**EXTRACT**
Improving the programming for older adults in the Portland Area is the focus of an interprofessional project being led by the University of New England’s Center for Excellence in Aging and Health (CEAH).
In partnership with The Salvation Army of Portland’s Center for Healthy Aging, also known as the Senior Center, the two-phase project entails analyzing the strengths and recommended improvements of the center’s program offerings for older adults and comparing them to organizations that offer similar programming.
Such activities at the CHA include Bingo, Bible study, card games, potluck lunches, timbrel classes, a foot clinic, center-facilitated grocery shopping, and more.
The CHA serves community dwelling older adults based on a mission to meet the needs of the whole person and enrich their quality of life. On Tuesdays, Wednesdays, and Thursdays, adults 55 and older who are members of the center can gather for a variety of programs, trips, and entertainment as well as make new friends.
Beginning in April, as part of the first phase of the project, UNE student Nora Ramos-Michael (M.P.H., ’21) interviewed CHA Director Janet Lavenbein, plus an active volunteer, to inform the evaluation project.
These contacts set the stage for UNE students Topher Van Hare (D.O., ’24) and Alyssa Welt (M.P.H.,’21) to complete a day-long immersion at the CHA, located at The Salvation Army’s Cumberland Avenue site, in mid-May. Van Hare attended in-person, while Welt – as a remote learner in the College of Graduate and Professional Studies (CGPS) – partook via FaceTime.
At the immersion, the two students interacted with members of the CHA, played games with them, and observed an exercise class, among other activities.
Van Hare, who is president of the UNE College of Osteopathic Medicine (UNE COM) chapter of the American Geriatrics Society, said the experience has been valuable as he prepares for a career in geriatrics.
“I’m interested in learning about programs that are outside of the clinical space,” he said. “This isn’t a doctor’s office – it’s a community center – and I think it’s really important to be able to learn how these older adults can be engaged in an environment like this and how that can really improve their health, both physically and mentally.”
Welt, a biomedical engineer for a medical device company, said the project will help her work with clients in Florida, where she lives, as that state has a large population of older adults.
“Maine and Florida are experiencing similar scenarios with aging populations,” she said. “It’s great to get involved with something as well structured as this and apply my learning to help with situations here in Florida.”
The collaboration is but one example of how the Center for Excellence in Aging and Health collaborates with community partners to support student learning, enrich the lives of older adults, and promote applied research projects.

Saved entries
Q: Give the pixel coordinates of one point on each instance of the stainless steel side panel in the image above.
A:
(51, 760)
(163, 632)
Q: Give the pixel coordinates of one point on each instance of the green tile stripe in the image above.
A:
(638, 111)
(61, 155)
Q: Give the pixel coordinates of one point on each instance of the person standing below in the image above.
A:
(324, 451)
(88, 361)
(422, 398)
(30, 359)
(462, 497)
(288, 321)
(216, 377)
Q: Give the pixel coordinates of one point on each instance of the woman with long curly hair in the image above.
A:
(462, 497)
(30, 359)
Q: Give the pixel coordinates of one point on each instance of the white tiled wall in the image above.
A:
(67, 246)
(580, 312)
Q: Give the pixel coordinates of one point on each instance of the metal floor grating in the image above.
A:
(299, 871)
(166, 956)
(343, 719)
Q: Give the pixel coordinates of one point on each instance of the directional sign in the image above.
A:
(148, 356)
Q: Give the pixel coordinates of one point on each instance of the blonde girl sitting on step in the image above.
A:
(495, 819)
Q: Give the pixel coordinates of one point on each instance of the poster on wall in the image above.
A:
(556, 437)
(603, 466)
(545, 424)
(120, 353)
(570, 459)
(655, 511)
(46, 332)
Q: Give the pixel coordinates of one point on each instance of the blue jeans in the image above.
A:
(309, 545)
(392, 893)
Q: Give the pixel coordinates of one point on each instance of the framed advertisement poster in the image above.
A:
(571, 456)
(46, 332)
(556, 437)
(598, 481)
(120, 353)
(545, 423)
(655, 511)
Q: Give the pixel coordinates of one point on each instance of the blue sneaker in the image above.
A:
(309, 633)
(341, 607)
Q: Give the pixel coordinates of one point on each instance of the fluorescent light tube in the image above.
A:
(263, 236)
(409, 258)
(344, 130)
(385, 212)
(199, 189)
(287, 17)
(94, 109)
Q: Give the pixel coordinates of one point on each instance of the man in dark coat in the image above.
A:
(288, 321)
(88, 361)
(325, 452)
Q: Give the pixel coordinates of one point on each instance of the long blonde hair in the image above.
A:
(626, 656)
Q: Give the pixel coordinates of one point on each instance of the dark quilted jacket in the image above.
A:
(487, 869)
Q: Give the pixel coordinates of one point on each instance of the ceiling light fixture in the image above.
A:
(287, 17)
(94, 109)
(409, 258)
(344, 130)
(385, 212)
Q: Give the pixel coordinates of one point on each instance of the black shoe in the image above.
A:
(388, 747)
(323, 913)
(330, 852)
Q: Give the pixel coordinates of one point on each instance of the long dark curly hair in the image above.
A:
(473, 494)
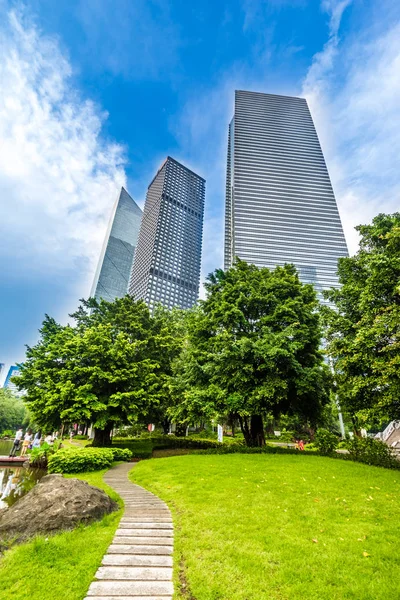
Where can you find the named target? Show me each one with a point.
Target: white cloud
(58, 176)
(352, 88)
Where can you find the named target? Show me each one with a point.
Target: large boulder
(54, 504)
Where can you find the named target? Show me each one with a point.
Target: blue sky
(95, 94)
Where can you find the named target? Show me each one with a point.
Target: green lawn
(62, 566)
(280, 527)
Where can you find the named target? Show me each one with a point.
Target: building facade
(112, 274)
(280, 206)
(166, 268)
(8, 384)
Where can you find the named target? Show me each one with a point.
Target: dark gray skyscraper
(112, 275)
(166, 268)
(280, 205)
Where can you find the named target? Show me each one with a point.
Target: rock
(54, 504)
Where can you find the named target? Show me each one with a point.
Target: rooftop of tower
(169, 158)
(272, 95)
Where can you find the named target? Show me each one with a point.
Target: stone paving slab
(129, 597)
(130, 588)
(144, 532)
(136, 560)
(135, 573)
(145, 524)
(135, 549)
(138, 563)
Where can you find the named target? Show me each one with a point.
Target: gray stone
(144, 532)
(133, 549)
(154, 541)
(135, 560)
(54, 504)
(134, 573)
(130, 588)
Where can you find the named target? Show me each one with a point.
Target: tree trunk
(102, 437)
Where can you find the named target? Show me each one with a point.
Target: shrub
(371, 452)
(325, 441)
(39, 457)
(121, 453)
(7, 433)
(71, 460)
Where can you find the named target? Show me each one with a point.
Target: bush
(39, 457)
(121, 453)
(371, 452)
(325, 441)
(7, 433)
(78, 460)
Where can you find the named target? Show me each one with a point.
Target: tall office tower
(280, 205)
(166, 268)
(13, 370)
(112, 274)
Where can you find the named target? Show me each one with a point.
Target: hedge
(78, 460)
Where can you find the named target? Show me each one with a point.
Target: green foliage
(12, 411)
(111, 367)
(78, 460)
(325, 441)
(253, 349)
(372, 452)
(39, 457)
(363, 330)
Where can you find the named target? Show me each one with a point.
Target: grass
(61, 566)
(279, 527)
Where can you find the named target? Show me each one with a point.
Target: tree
(104, 369)
(253, 349)
(363, 328)
(12, 411)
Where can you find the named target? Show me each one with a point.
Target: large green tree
(253, 348)
(12, 411)
(363, 328)
(107, 368)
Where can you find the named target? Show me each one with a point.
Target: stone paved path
(138, 563)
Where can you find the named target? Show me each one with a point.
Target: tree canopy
(253, 348)
(109, 368)
(363, 328)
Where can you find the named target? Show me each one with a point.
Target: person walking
(36, 440)
(17, 441)
(26, 442)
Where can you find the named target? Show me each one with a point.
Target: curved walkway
(138, 563)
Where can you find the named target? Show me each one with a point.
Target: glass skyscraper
(166, 268)
(280, 205)
(112, 275)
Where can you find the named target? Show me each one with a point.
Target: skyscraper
(112, 275)
(280, 205)
(166, 268)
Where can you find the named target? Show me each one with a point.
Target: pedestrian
(17, 441)
(26, 442)
(37, 439)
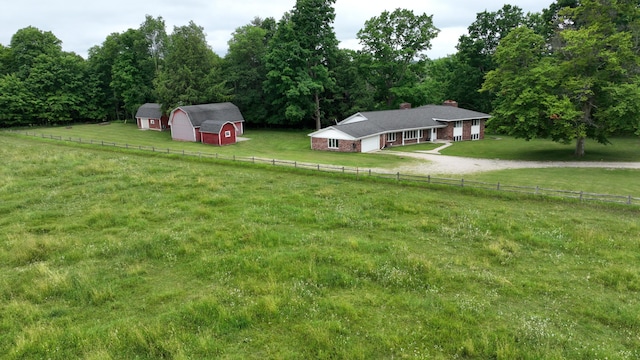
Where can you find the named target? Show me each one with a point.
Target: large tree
(474, 58)
(394, 46)
(245, 70)
(299, 63)
(43, 84)
(582, 85)
(191, 70)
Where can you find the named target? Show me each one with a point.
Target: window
(413, 134)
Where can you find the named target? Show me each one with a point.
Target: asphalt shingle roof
(219, 112)
(425, 117)
(149, 110)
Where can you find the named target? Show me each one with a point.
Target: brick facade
(447, 132)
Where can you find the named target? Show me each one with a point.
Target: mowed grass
(105, 254)
(509, 148)
(293, 145)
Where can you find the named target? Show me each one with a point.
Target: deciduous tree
(299, 62)
(583, 86)
(191, 71)
(394, 45)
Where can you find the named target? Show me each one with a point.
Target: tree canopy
(581, 84)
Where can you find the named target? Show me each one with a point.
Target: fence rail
(582, 196)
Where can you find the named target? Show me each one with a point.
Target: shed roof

**REQUIRED WORK**
Rewrite the passage of the article on the UNE aging project that begins with the words "In partnership with" and ends with "make new friends.", substituting "shared lunches" for "potluck lunches". Rely solely on the article for your answers.

**SOLVED PROBLEM**
In partnership with The Salvation Army of Portland’s Center for Healthy Aging, also known as the Senior Center, the two-phase project entails analyzing the strengths and recommended improvements of the center’s program offerings for older adults and comparing them to organizations that offer similar programming.
Such activities at the CHA include Bingo, Bible study, card games, shared lunches, timbrel classes, a foot clinic, center-facilitated grocery shopping, and more.
The CHA serves community dwelling older adults based on a mission to meet the needs of the whole person and enrich their quality of life. On Tuesdays, Wednesdays, and Thursdays, adults 55 and older who are members of the center can gather for a variety of programs, trips, and entertainment as well as make new friends.